[Items from a dataset]
╭──

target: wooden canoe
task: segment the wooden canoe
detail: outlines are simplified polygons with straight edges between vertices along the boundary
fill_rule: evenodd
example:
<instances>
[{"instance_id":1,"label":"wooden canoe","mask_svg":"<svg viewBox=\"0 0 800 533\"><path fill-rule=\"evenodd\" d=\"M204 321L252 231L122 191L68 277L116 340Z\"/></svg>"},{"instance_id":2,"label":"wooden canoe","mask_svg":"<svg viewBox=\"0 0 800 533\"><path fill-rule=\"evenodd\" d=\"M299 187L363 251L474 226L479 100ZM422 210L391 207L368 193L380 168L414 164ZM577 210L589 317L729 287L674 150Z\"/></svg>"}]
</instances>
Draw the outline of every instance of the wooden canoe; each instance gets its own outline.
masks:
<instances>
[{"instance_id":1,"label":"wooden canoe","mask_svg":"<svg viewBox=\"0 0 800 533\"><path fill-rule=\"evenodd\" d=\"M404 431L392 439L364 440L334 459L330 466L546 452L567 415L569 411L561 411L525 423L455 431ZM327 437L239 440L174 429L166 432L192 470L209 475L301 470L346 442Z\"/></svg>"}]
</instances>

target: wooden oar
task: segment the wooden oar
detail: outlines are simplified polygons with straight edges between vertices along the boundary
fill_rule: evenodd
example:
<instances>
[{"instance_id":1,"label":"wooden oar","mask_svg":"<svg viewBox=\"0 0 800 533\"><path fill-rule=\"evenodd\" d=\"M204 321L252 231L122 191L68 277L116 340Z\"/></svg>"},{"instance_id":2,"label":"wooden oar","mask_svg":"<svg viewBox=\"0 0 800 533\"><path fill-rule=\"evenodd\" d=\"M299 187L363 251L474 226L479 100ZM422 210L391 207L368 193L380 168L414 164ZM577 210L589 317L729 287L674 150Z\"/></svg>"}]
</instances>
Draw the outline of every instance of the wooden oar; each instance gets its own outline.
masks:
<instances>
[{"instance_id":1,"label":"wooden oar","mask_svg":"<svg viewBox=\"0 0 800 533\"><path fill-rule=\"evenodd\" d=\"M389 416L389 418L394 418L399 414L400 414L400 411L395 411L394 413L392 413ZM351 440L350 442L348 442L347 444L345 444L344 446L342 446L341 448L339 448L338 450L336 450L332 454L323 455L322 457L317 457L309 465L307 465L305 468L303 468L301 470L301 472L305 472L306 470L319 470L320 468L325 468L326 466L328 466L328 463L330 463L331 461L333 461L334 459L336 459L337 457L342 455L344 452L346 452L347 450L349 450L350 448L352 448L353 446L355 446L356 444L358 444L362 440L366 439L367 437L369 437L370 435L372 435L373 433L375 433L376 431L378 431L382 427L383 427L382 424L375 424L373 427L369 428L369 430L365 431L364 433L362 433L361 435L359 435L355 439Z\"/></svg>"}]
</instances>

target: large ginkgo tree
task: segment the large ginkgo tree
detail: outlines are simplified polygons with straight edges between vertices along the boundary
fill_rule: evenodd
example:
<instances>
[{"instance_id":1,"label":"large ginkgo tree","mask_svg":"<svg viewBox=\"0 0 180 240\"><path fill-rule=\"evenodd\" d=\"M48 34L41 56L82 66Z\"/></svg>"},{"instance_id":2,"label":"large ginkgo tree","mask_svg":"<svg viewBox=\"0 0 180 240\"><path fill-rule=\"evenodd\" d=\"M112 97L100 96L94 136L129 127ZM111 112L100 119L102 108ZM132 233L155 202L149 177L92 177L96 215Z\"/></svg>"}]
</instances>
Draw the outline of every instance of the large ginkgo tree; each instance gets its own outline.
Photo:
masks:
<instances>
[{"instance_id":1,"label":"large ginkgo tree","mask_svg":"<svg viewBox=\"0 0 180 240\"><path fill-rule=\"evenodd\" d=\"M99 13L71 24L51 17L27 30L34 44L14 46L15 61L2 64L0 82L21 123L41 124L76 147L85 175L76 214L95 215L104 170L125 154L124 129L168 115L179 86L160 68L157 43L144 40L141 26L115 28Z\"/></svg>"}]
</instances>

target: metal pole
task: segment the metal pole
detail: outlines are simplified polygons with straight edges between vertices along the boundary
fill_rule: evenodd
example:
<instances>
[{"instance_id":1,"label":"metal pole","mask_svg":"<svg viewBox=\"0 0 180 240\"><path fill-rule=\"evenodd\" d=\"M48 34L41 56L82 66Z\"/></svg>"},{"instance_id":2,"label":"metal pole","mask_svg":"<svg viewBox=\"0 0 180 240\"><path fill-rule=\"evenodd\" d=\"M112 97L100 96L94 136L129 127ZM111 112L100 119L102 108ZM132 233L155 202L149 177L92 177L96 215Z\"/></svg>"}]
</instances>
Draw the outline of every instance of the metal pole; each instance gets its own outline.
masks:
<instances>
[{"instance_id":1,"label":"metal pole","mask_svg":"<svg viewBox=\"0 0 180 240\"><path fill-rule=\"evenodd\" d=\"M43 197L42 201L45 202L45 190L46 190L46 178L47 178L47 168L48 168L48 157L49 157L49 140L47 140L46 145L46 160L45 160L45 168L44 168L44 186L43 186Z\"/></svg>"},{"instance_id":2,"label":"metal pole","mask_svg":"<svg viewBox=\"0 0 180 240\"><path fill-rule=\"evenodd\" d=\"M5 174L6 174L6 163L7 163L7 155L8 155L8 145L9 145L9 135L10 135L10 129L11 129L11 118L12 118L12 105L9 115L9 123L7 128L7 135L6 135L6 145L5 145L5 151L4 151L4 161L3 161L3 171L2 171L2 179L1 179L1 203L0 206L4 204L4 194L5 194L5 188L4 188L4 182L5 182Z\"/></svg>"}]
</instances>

╰──

- **Activity**
With "each" as the string to match, show every line of the entries above that has it.

- **Answer box**
Draw the outline of every instance of the wooden canoe; each instance gets its own outline.
Draw the outline of every instance of the wooden oar; each instance gets its own outline.
Draw the outline of every instance of the large ginkgo tree; each instance gets its own outline.
Draw the outline of every instance of the metal pole; each instance gets its own outline.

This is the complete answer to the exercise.